#### Given instruction
List each line in the items below that contains the string "picture", treating uppercase and lowercase letters as different.

#### Available records
-- Start --

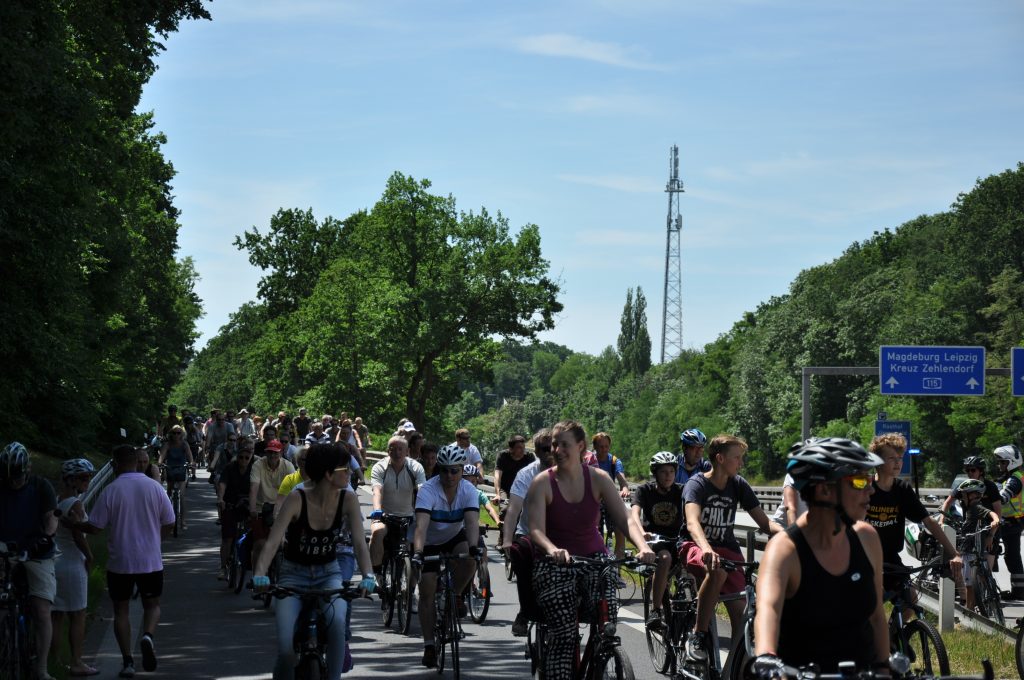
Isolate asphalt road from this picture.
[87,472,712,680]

-- End --
-- Start --

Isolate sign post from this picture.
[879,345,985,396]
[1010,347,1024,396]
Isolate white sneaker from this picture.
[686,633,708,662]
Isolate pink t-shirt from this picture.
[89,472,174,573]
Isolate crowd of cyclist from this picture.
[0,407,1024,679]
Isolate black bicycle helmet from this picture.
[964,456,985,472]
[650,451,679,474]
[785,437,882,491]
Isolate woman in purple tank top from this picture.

-- End --

#### Full answer
Isolate asphalt road from this picture.
Isolate sign post from this picture.
Isolate white sneaker from this picture.
Isolate pink t-shirt from this picture.
Isolate crowd of cyclist from this picture.
Isolate black bicycle helmet from this picture.
Isolate woman in purple tank top from this picture.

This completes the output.